> [Material for this task]:
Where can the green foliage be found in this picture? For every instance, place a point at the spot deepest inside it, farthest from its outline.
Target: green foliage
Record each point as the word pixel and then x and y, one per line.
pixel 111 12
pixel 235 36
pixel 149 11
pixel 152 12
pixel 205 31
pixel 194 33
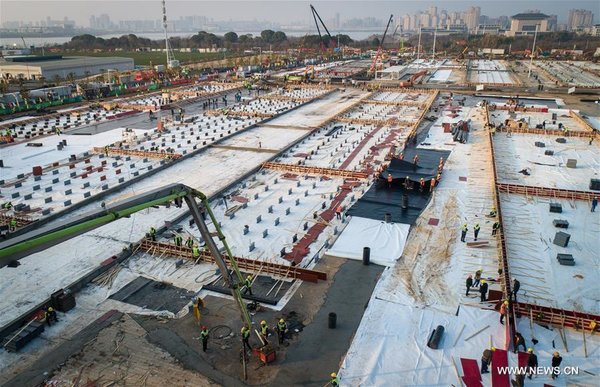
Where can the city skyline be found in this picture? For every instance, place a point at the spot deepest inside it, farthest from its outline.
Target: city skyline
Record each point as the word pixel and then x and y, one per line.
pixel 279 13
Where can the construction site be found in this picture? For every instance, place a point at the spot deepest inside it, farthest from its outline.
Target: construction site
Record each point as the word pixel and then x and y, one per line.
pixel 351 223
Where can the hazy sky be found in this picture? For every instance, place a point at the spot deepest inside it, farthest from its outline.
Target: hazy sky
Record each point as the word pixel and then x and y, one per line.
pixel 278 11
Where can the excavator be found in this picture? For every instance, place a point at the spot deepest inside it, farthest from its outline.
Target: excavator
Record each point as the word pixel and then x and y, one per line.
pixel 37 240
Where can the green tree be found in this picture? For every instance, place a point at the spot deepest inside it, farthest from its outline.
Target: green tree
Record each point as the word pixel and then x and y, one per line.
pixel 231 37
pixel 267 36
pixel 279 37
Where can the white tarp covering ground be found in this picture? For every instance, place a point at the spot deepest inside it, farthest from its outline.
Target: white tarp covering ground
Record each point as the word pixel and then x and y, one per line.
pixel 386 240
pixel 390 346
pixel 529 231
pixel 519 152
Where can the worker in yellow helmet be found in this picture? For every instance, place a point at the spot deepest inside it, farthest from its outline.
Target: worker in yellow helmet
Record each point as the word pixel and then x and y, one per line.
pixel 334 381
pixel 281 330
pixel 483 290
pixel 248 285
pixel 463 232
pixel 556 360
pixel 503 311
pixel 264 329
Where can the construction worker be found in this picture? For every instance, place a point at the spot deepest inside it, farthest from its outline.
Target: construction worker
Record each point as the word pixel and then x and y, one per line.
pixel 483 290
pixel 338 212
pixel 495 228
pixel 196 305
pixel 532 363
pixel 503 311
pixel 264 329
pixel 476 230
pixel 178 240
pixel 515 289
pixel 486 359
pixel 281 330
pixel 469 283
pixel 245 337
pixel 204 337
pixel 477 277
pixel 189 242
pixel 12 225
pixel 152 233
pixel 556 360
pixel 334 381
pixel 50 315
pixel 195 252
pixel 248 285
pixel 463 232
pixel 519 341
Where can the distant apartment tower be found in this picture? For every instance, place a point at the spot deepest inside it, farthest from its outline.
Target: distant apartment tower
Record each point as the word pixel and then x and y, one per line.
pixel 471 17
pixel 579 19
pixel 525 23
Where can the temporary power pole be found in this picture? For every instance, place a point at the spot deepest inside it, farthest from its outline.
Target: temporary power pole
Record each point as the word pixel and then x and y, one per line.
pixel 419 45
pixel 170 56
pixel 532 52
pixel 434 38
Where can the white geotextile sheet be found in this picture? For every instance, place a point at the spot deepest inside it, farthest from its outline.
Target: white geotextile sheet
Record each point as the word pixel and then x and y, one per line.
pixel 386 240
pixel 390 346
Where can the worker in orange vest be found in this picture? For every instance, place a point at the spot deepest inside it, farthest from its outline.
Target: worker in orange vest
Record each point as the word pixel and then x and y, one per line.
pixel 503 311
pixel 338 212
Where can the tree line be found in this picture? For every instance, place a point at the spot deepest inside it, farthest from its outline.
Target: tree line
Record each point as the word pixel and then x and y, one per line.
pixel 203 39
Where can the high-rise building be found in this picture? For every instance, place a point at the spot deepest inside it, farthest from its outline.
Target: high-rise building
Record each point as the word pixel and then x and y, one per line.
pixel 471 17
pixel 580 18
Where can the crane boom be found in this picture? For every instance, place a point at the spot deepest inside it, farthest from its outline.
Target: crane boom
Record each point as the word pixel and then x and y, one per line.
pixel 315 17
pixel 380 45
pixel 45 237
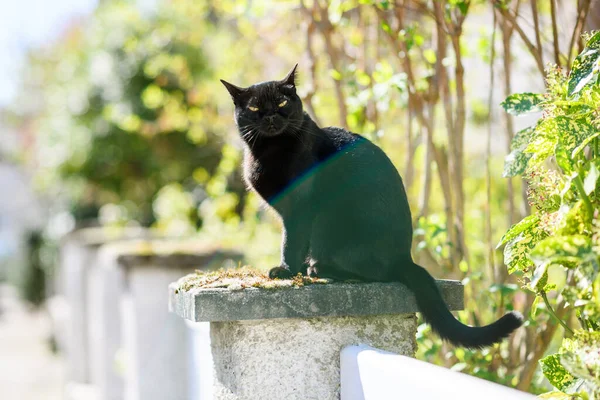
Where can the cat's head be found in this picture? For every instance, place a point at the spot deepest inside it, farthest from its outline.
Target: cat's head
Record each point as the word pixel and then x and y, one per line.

> [What to work on]:
Only the lines from the one containing "Target: worker in yellow helmet" through the one containing "Target: construction worker" are to be retyped, both boundary lines included, with no other material.

> [Exercise output]:
Target: worker in yellow helmet
Record each point as the word pixel and then x and y, one per line.
pixel 334 381
pixel 281 330
pixel 483 290
pixel 248 285
pixel 463 232
pixel 556 360
pixel 503 311
pixel 264 329
Where can the construction worker be found in this picture? For every instance, place a point at the spot deepest inside it, farthest from its outline.
Target: construction worker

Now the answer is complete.